A series of records
--- start ---

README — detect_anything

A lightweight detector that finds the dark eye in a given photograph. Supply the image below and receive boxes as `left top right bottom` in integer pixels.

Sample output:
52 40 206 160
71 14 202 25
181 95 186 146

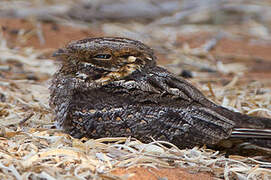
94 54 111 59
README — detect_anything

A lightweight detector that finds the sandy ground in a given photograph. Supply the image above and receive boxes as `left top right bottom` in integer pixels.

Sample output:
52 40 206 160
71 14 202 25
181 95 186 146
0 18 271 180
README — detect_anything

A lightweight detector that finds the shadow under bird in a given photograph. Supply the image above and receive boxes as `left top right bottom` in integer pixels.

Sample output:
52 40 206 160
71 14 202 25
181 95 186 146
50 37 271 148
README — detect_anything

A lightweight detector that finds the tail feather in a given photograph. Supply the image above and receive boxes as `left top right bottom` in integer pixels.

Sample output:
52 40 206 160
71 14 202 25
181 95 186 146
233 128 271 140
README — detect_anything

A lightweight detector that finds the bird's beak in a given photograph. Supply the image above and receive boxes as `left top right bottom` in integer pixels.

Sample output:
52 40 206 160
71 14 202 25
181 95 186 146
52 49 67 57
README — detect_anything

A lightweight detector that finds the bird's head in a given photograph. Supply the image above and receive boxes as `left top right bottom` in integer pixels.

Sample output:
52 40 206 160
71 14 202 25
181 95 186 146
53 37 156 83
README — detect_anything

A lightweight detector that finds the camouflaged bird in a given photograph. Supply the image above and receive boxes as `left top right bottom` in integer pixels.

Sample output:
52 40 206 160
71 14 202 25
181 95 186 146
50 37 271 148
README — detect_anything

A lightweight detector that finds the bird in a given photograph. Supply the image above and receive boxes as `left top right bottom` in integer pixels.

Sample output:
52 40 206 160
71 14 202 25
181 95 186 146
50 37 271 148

--- end ---
--- start ---

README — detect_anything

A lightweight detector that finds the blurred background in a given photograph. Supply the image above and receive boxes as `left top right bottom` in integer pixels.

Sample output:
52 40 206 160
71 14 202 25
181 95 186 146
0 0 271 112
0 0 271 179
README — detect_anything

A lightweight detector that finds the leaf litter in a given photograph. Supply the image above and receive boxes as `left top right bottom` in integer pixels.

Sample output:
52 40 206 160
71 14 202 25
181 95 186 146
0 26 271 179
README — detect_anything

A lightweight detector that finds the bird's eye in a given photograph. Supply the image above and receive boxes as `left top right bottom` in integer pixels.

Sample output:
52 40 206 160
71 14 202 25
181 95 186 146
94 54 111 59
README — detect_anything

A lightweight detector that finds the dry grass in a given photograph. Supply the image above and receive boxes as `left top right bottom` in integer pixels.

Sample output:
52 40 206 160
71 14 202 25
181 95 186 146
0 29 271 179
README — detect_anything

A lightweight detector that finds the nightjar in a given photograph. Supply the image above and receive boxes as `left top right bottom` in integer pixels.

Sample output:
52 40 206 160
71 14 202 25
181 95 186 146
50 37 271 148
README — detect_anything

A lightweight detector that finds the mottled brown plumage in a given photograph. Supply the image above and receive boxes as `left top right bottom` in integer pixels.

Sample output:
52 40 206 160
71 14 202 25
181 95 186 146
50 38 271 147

--- end ---

WORK TO BE COMPLETED
Report how many lines in the records above contain the word "camouflaged". Give only the number.

OUTPUT OF THE EXERCISE
1